-- Aim of the task --
Could you give the records below again exactly, without the pictures?

==*==

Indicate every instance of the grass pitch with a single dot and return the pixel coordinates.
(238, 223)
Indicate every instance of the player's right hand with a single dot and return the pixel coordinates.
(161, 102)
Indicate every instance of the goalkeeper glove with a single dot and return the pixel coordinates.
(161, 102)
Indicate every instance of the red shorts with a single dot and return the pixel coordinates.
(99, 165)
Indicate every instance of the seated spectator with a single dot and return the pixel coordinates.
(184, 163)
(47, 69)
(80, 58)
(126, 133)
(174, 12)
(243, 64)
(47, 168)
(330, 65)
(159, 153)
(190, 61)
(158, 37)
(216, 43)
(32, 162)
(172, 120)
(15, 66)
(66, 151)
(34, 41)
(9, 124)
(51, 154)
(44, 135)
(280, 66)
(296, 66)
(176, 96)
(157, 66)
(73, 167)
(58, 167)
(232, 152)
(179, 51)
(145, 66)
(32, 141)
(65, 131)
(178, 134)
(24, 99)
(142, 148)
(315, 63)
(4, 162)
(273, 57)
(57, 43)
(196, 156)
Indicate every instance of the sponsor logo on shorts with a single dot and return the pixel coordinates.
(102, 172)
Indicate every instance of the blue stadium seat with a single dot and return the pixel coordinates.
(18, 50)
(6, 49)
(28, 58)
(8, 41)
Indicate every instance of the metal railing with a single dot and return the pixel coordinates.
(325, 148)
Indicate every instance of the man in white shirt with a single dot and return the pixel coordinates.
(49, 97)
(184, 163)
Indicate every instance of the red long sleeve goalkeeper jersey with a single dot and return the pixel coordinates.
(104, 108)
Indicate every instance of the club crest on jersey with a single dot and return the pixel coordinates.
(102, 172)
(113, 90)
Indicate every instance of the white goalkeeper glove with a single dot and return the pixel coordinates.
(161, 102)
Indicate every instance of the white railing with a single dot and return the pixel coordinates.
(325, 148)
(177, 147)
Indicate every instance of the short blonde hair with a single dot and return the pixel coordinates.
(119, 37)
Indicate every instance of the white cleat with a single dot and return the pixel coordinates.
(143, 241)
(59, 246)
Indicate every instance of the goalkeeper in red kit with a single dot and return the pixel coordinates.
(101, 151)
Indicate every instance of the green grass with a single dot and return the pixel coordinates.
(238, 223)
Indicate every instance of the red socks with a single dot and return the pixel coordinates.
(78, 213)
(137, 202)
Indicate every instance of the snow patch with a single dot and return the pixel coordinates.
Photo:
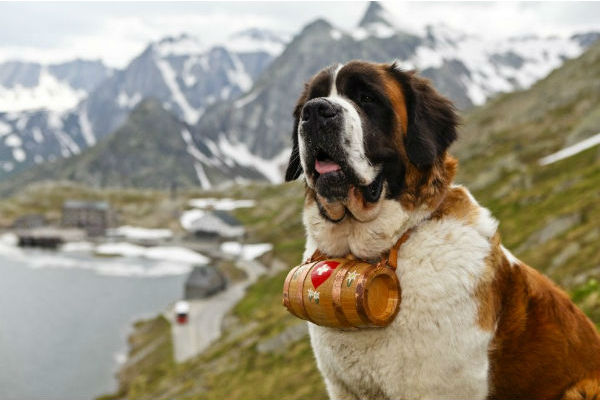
(37, 135)
(189, 113)
(86, 128)
(271, 169)
(179, 46)
(50, 94)
(220, 204)
(19, 154)
(241, 102)
(335, 34)
(5, 129)
(188, 218)
(13, 140)
(137, 233)
(126, 101)
(202, 178)
(571, 150)
(246, 251)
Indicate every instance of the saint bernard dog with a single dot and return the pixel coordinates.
(371, 142)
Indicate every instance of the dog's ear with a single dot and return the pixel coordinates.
(294, 168)
(432, 120)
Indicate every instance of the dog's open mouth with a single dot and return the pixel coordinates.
(330, 180)
(324, 164)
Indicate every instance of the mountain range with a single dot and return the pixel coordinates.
(232, 103)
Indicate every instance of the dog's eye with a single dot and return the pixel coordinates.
(365, 98)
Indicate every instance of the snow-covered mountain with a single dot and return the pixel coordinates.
(466, 68)
(235, 98)
(63, 115)
(57, 87)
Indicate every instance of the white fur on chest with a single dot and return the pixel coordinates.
(434, 348)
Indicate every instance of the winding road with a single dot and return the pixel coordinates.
(206, 316)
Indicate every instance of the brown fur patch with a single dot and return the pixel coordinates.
(487, 295)
(396, 95)
(543, 342)
(587, 389)
(457, 204)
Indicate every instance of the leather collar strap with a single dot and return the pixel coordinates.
(390, 259)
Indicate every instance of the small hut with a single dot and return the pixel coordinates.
(204, 281)
(94, 217)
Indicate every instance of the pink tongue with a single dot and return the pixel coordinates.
(324, 167)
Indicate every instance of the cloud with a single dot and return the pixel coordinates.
(117, 32)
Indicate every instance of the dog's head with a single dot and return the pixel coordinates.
(366, 132)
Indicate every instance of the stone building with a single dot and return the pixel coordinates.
(93, 217)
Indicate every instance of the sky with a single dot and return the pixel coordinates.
(116, 32)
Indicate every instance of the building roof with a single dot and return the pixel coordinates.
(218, 222)
(227, 218)
(205, 277)
(78, 204)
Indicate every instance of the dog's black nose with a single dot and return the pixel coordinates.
(319, 108)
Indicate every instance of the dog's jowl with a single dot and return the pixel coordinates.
(371, 143)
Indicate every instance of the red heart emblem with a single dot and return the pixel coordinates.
(322, 271)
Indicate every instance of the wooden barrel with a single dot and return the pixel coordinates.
(342, 293)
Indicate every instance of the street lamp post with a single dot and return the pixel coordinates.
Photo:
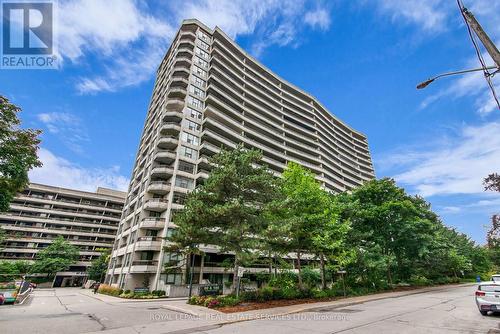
(424, 84)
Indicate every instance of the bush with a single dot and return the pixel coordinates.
(311, 277)
(159, 293)
(419, 280)
(110, 290)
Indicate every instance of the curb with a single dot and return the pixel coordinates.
(347, 303)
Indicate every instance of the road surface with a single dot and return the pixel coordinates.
(69, 310)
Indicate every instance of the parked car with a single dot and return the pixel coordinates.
(488, 297)
(495, 278)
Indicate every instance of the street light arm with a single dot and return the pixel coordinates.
(424, 84)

==*==

-- Solution --
Indicate every instance of the grass pitch with a single dot and return the pixel coordinates.
(238, 223)
Indicate every instance of the player's right hand with a single dot and return the pixel coordinates.
(161, 102)
Indicate every instance of the goalkeeper glove with a single dot and return the pixel coordinates.
(161, 102)
Indicate every instance of the red shorts with a single dot and return the pixel coordinates.
(99, 165)
Indicate every instance of the seated spectator with a single dot and return the pixel coordinates.
(184, 163)
(47, 69)
(80, 58)
(126, 133)
(174, 12)
(243, 64)
(47, 168)
(330, 65)
(159, 153)
(190, 61)
(158, 37)
(216, 43)
(32, 162)
(172, 120)
(15, 66)
(66, 151)
(34, 41)
(9, 124)
(51, 154)
(44, 135)
(280, 66)
(296, 66)
(176, 96)
(157, 66)
(73, 167)
(58, 167)
(232, 152)
(179, 51)
(145, 66)
(32, 141)
(65, 131)
(178, 134)
(24, 99)
(142, 148)
(315, 63)
(4, 162)
(273, 57)
(57, 43)
(196, 156)
Indicate every instance of the sponsor logo on shorts with a single dot and return the pixel coordinates.
(102, 172)
Indicate every instance of the blue stadium seat with a single dot and return the pixel coordinates.
(18, 50)
(6, 49)
(28, 58)
(8, 41)
Indicate every instance of the metal railing with a single dot and return the pixel coordinates.
(325, 148)
Indicate every instance of the man in white shirt with a single dot and return the pixel coordinates.
(49, 97)
(184, 163)
Indicate every instance of the red long sleeve goalkeeper jersey with a single dot and return the pixel coordinates.
(104, 108)
Indicate every instance of the club crest on jersey with a single dot and return the pixel coordinates.
(102, 172)
(113, 90)
Indicate every instance of the white goalkeeper glove with a single dot and return the pixel coordinates.
(161, 102)
Indicate every instance of the white railing with a single dot and return the pixel coordinates.
(325, 148)
(177, 147)
Indicate every instance of the short blonde hair with a single dot and return the pixel coordinates.
(119, 37)
Indicate every instance of the white cleat with a single dot and return the pixel coordinates.
(143, 241)
(59, 246)
Indicate every instance of the goalkeeper in red kit with a single dot and return the pixel coordinates.
(101, 151)
Indicate every instance of the green grass with a single dot and return the pixel coordinates.
(238, 223)
Indicate every instance of the red socks with a single dot and return the pixel coordinates.
(78, 213)
(137, 202)
Indicate every instance of the snow patch with a single dot and return the pixel coordinates.
Photo:
(37, 135)
(189, 113)
(86, 128)
(271, 169)
(179, 46)
(50, 94)
(220, 204)
(19, 154)
(241, 102)
(335, 34)
(5, 129)
(188, 218)
(13, 140)
(137, 233)
(126, 101)
(202, 178)
(571, 150)
(246, 251)
Indicate every instance of the saint bernard dog with a single dot and return the pixel coordinates.
(371, 142)
Indicate every instance of the dog's ear with a single dot and return the pixel coordinates.
(294, 168)
(432, 120)
Indicate every instance of the dog's open mouth with a single dot and return the pixel coordinates.
(330, 180)
(324, 164)
Indicate every instance of the mountain range with a single dot and return the pixel coordinates.
(232, 103)
Indicate every instance of the dog's eye with a single dot and return the pixel coordinates.
(365, 98)
Indicate every instance of the snow-covered mountain with a single dot and return the pixel coordinates.
(466, 68)
(235, 98)
(63, 115)
(57, 87)
Indicate every instance of the white fur on chest with a single dot and return the pixel coordinates.
(434, 348)
Indicate every instance of the winding road with a single dot and return the pixel coordinates.
(206, 316)
Indicate every instance of the brown fur patch with a single dot and return the pixel coordinates.
(487, 295)
(396, 95)
(543, 342)
(587, 389)
(457, 204)
Indicate every instance of the leather collar strap with a single dot and return the pixel coordinates.
(390, 259)
Indicate every instance of the small hut with a single dot and return the pixel coordinates.
(204, 281)
(94, 217)
Indicate every instance of the pink tongue with a single dot and return the pixel coordinates.
(324, 167)
Indicate every instance of the cloud with a single dot and return the pixel coordinates.
(117, 32)
Indicate every instance of the dog's head with a single dot and return the pixel coordinates.
(366, 132)
Indicate every instance of the stone building with a single dot and return the pixel coordinates.
(93, 217)
Indicate every instance of the sky with a single dot and return the pixel coordinates.
(116, 32)
Indicate every instance of the building roof with a single dot and return the pixel coordinates.
(218, 222)
(227, 218)
(205, 277)
(78, 204)
Indicate every instance of the dog's black nose with a single dot and return the pixel coordinates.
(319, 108)
Indicate every instance of the dog's jowl with a single dot and return the pixel coordinates.
(371, 143)
Indicate every instance of the red heart emblem with a single dot and return the pixel coordinates.
(322, 271)
Indicate every instance of the wooden barrel with a single dot and return the pixel coordinates.
(342, 293)
Indicate every instance of the street lamp post with a single dot and return the pixel coordinates.
Photo:
(424, 84)
Indicate every instance of the bush with a single dot and return the pixel coordinates.
(311, 277)
(159, 293)
(419, 280)
(110, 290)
Indicate every instance of the curb with a single dot and return the pixel coordinates.
(347, 303)
Indicate every instance of the road surface with a single dot and return the pixel coordinates.
(69, 310)
Indicate every instance of the parked car with a single dot and return the pixel coordinates.
(488, 297)
(495, 278)
Indicate every instance of the street light arm with a single dot and return the pixel coordinates.
(424, 84)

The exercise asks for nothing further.